> [GOAL OF THE EXERCISE]
Please output the records below in full, exactly as given, but without the images.

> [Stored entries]
════
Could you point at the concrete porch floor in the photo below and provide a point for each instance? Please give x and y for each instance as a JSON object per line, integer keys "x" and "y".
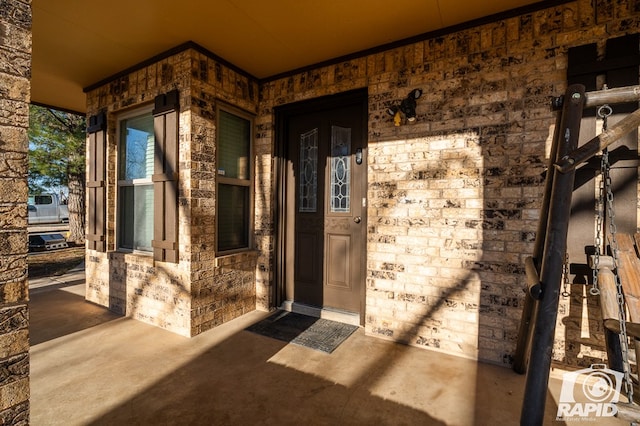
{"x": 91, "y": 367}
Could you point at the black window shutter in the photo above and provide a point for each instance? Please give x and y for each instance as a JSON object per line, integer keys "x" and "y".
{"x": 96, "y": 182}
{"x": 165, "y": 178}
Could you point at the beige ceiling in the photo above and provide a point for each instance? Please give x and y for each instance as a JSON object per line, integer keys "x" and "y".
{"x": 77, "y": 43}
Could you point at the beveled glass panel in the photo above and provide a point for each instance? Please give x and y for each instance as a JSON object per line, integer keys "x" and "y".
{"x": 308, "y": 198}
{"x": 340, "y": 169}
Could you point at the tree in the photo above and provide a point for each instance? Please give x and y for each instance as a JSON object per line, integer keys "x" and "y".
{"x": 57, "y": 159}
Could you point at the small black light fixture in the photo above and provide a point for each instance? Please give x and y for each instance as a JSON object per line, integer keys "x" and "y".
{"x": 407, "y": 107}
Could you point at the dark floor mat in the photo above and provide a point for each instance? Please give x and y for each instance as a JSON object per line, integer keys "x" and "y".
{"x": 315, "y": 333}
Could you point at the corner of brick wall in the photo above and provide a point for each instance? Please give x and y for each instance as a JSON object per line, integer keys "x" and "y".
{"x": 15, "y": 73}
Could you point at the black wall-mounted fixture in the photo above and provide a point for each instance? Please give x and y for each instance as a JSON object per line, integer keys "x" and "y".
{"x": 407, "y": 108}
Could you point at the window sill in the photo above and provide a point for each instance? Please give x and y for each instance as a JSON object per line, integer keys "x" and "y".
{"x": 232, "y": 258}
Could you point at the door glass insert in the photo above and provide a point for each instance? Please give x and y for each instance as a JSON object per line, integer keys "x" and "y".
{"x": 340, "y": 169}
{"x": 308, "y": 171}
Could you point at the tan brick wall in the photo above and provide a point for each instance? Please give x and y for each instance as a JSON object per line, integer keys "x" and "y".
{"x": 15, "y": 90}
{"x": 454, "y": 198}
{"x": 200, "y": 291}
════
> [TASK OUTPUT]
Could you point at the concrete porch floor in the photo below and provide a point for each instance? Please give x and y for each instance as a JSON object per line, integer keys "x" and "y".
{"x": 91, "y": 367}
Could you point at the black window shutter in the photo above and provide a point for each instance? Please give x and y for each instance as a JSON object per line, integer keys "x" and "y".
{"x": 96, "y": 182}
{"x": 165, "y": 178}
Could you point at the beige ceiling in the photo above and provide a point for each instance? Please give x and y for each instance as a JSON object per line, integer keys "x" and "y".
{"x": 77, "y": 43}
Could you point at the beveled glass panel in the photo above and provide a point for each instance? Please give x and y for each instance as a JSON object per line, integer keys "x" and "y".
{"x": 308, "y": 198}
{"x": 340, "y": 169}
Could you point at the tree in the photo above and provide a point for each instance? Please give x and y for each instance as a JSON object per line, integer keys "x" and "y".
{"x": 57, "y": 159}
Could you point at the small black light fixture in the photo above and provide a point for each instance? Please give x and y for each instance as a JSON object per line, integer keys "x" and "y".
{"x": 407, "y": 107}
Could you point at the dark floor mat in the photo above and provide a point for each instance? Please give x and y for each instance as a JSON object per line, integer keys "x" and "y".
{"x": 315, "y": 333}
Could you point at the corner of brick wall in the photo above and provide a point for each instance? Please give x and y for each instance as a JSON object per line, integer keys "x" and "y".
{"x": 15, "y": 73}
Could you point at the black wall-mounted fixture in the photo above and provide a point for each instance? Please give x and y for each instance as a JSON object per line, integer keys "x" and "y".
{"x": 407, "y": 108}
Could you point at the window sill in the photo above and provide a point for each instance? Please give x and y for each instance as a JSON object per line, integer keys "x" and "y".
{"x": 232, "y": 258}
Could you point at the door glass insert in the photo above and provide a point for each instance? Please give x and y for each instance as a JSON object per line, integer keys "x" and "y".
{"x": 340, "y": 169}
{"x": 308, "y": 171}
Could you point at the tan brick wall in the photo above and provide a point for each instance? Please give x and y for each instance as a JSON object per line, integer keys "x" and "y".
{"x": 15, "y": 90}
{"x": 454, "y": 198}
{"x": 200, "y": 291}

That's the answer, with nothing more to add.